When such an indaba at last arrived, Zanu (PF) would go on the attack, its spokesmen struggling under the weight of thousands of pages, photos, and videos documenting MDC’s unholy alliance with the Batswana. This would be their new negotiating position: the MDC must first renounce violence as a condition for releasing the abductees and getting a couple of governors appointed from its ranks.

It does not need one from the former planet Pluto—now downgraded—to see that SADC was deliberately overlooking Zanu (PF)’s constantly shifting goalposts while dragooning the MDC into the GNU.

Had the MDC continued its ‘stayaway’ from the talks, it was going to still leave Zimbabweans at the mercy of a pan-continental body still struggling with understanding what Zimbabweans are fighting for. What do we do as a people when the majority of the region and the continent are not yet ready to accept our legitimate quest for democracy, one that challenges a godfather of the ‘liberation’ struggle?

It is imperative to understand that the core of the country’s problem is not just a struggle against Mugabe to reclaim individual freedoms that national freedom (from colonial rule) has taken away.

It is a struggle to redefine what true freedom really is: that a people who sacrificed their very blood and lives for genuine freedom by enabling guerrillas to fight with their guns against Rhodesian rule must now be held hostage by the very same politicians for whom the people and frontline guerrillas toiled? At what point does the rhetoric of liberation become freedom which people can live and experience in their own lifetime?

I must spend time on this issue because it is why I had my reservations about going to the AU.

At issue are two generations of struggle: the 20th century struggle of my father and mother against Rhodesian minority rule which I lived through traumatically as a child, and my own 21st century struggle for democracy that my children will live which neither their grandparents nor their parents ever tasted. Freedom that was promised in the name of black majority rule, but which has become black minority rule—our corruption-soaked politicians being what Franz Fanon called “black skin, white mask”.

Much of SADC and Africa is ruled by those who saw, endured, and overturned the 20th century oppression of the white colonialist, men who are easily roused to anger when Mugabe says the MDC has white members and sympathies. In the eyes of these Africans Zimbabweans are insane: the worst sign of this madness is the mere act of criticizing Mugabe—the guy who ‘ended white minority rule’ and ‘gave us land’. What an abomination!
= = = = = = =
▶ [Given task 1] Pull out every line of the rows that contains the string "support", matching case exactly.
The passage and the rows that come after it have no connection to each other.

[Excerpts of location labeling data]
= = = = = = =
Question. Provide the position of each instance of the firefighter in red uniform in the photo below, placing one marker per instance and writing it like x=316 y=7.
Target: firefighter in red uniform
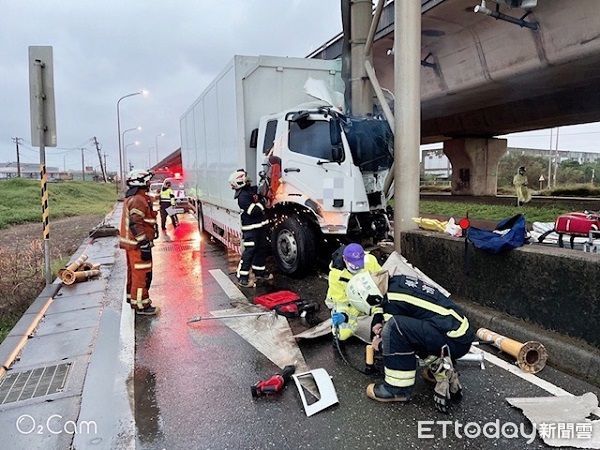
x=138 y=231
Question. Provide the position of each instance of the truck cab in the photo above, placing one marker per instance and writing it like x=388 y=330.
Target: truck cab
x=330 y=178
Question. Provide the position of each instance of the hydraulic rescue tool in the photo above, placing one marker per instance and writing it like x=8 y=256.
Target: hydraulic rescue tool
x=274 y=384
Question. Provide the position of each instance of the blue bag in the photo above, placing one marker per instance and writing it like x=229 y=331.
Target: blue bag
x=493 y=242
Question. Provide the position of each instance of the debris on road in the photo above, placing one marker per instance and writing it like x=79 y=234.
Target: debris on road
x=274 y=384
x=531 y=356
x=326 y=391
x=563 y=421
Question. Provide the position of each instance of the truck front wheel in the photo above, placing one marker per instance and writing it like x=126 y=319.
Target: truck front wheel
x=294 y=246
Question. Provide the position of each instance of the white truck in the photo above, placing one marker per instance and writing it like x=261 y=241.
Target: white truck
x=322 y=172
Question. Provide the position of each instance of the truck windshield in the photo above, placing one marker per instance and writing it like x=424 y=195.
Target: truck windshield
x=371 y=143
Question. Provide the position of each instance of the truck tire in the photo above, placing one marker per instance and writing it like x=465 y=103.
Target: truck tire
x=294 y=246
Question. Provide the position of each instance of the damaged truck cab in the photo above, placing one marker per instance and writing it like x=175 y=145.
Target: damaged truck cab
x=281 y=120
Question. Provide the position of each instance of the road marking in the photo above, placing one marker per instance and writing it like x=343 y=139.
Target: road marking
x=543 y=384
x=227 y=285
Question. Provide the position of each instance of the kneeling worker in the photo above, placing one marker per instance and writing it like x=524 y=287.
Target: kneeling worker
x=424 y=322
x=346 y=262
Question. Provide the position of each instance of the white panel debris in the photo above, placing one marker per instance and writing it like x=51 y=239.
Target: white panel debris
x=566 y=421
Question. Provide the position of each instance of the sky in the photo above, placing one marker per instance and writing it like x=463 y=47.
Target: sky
x=106 y=49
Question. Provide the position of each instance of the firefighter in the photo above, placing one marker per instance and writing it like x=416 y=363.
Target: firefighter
x=167 y=199
x=254 y=222
x=423 y=322
x=347 y=261
x=138 y=231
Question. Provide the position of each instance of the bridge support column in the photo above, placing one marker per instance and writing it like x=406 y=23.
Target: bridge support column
x=474 y=164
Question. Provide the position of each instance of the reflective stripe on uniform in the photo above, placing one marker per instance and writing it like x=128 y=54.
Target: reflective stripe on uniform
x=254 y=205
x=400 y=378
x=255 y=226
x=437 y=309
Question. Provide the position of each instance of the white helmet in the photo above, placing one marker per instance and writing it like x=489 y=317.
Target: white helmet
x=138 y=178
x=238 y=179
x=361 y=286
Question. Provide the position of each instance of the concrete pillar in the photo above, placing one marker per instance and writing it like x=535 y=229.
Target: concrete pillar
x=474 y=164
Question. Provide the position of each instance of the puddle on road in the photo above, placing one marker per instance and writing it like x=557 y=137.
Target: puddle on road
x=148 y=419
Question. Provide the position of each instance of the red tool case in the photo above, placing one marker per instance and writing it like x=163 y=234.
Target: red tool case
x=274 y=299
x=576 y=224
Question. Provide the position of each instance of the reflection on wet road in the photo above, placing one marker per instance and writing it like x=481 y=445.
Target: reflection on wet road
x=192 y=382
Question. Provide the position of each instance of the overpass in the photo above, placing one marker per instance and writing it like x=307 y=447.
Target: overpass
x=482 y=77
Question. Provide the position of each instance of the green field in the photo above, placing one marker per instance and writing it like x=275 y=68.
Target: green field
x=20 y=200
x=490 y=212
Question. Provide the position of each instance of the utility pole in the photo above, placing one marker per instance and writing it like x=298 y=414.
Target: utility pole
x=407 y=114
x=16 y=141
x=102 y=167
x=82 y=165
x=557 y=160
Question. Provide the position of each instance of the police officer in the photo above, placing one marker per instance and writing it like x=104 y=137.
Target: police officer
x=138 y=231
x=167 y=199
x=422 y=322
x=346 y=262
x=254 y=221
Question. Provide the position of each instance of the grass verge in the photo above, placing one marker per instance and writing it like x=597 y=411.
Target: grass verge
x=490 y=212
x=20 y=200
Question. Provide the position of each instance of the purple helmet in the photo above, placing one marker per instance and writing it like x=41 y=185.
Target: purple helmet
x=354 y=257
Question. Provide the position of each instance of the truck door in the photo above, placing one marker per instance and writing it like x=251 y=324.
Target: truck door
x=307 y=166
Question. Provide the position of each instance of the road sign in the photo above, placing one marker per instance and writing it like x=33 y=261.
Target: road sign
x=41 y=87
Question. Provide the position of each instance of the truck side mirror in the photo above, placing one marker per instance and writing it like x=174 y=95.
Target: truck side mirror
x=335 y=132
x=337 y=154
x=254 y=138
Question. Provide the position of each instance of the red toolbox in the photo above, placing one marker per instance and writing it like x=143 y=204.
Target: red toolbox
x=577 y=224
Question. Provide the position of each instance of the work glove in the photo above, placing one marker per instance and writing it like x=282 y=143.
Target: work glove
x=338 y=318
x=145 y=247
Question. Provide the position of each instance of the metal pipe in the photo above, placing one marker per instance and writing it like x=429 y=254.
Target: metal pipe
x=407 y=111
x=373 y=29
x=232 y=316
x=69 y=277
x=24 y=338
x=531 y=356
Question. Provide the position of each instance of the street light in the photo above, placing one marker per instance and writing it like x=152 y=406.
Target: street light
x=144 y=93
x=138 y=128
x=156 y=142
x=125 y=150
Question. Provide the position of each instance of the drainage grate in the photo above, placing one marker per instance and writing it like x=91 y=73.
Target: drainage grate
x=18 y=386
x=177 y=247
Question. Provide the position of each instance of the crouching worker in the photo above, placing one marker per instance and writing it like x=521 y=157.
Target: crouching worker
x=346 y=262
x=422 y=322
x=138 y=231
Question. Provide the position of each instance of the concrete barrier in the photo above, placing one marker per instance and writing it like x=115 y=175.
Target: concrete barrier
x=558 y=289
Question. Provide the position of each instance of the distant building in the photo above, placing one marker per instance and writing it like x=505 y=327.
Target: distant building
x=435 y=163
x=31 y=171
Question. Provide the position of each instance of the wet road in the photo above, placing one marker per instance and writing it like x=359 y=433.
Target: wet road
x=192 y=382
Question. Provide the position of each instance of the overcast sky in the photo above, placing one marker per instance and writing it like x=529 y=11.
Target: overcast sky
x=106 y=49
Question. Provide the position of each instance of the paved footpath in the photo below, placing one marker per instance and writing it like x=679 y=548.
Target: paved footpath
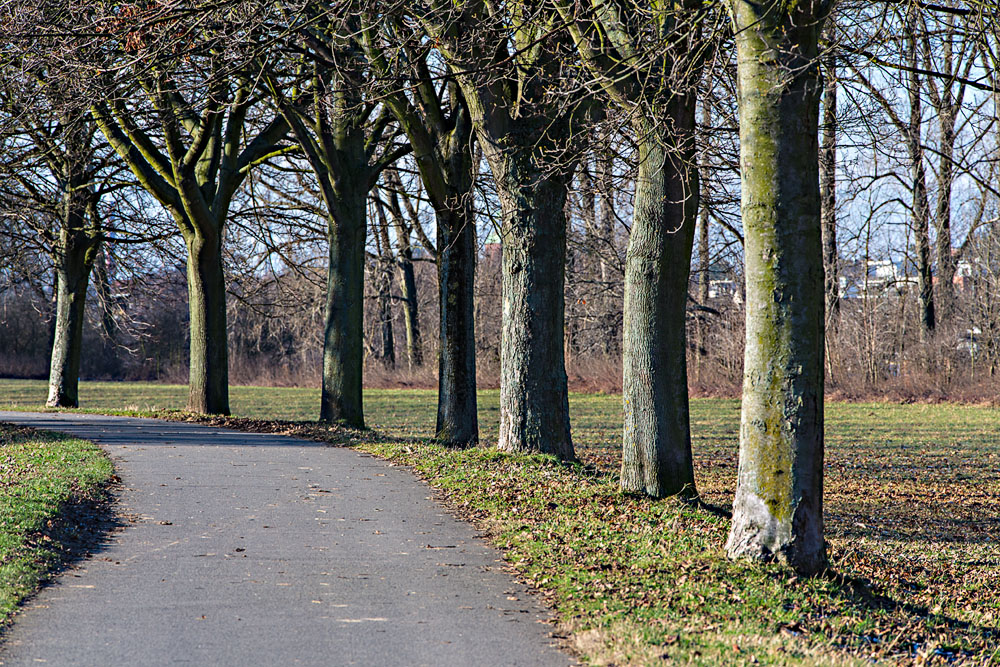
x=253 y=549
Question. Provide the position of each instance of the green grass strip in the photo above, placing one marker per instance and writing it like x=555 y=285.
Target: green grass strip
x=41 y=474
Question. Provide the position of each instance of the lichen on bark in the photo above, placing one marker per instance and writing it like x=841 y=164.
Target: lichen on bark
x=778 y=510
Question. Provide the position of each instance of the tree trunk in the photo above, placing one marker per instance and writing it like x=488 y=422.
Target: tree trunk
x=604 y=168
x=208 y=383
x=656 y=455
x=920 y=208
x=944 y=299
x=828 y=190
x=704 y=260
x=534 y=403
x=778 y=509
x=383 y=280
x=457 y=419
x=343 y=345
x=411 y=311
x=73 y=265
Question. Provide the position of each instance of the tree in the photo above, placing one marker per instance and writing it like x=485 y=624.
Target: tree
x=507 y=64
x=438 y=126
x=192 y=155
x=54 y=176
x=348 y=142
x=645 y=59
x=778 y=509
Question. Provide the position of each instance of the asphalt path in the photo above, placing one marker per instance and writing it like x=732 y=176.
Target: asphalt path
x=254 y=549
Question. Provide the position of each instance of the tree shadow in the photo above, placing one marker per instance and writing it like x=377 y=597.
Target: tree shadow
x=80 y=530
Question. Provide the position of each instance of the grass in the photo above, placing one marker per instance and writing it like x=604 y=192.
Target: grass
x=42 y=475
x=912 y=506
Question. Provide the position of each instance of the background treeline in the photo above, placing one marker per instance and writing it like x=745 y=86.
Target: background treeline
x=776 y=197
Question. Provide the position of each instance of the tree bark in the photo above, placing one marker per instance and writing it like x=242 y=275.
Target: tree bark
= = = = = = =
▶ [Given task 2] List every abbreviation that the passage on Zimbabwe's struggle for democracy uses as the name of a party, regional body, or government.

▶ [Task response 1]
Question. Provide the position of each instance of the bridge support column in the photo above, placing one marker per instance and writing it like x=406 y=23.
Target: bridge support column

▶ [Task response 2] Zanu (PF), MDC, SADC, GNU, AU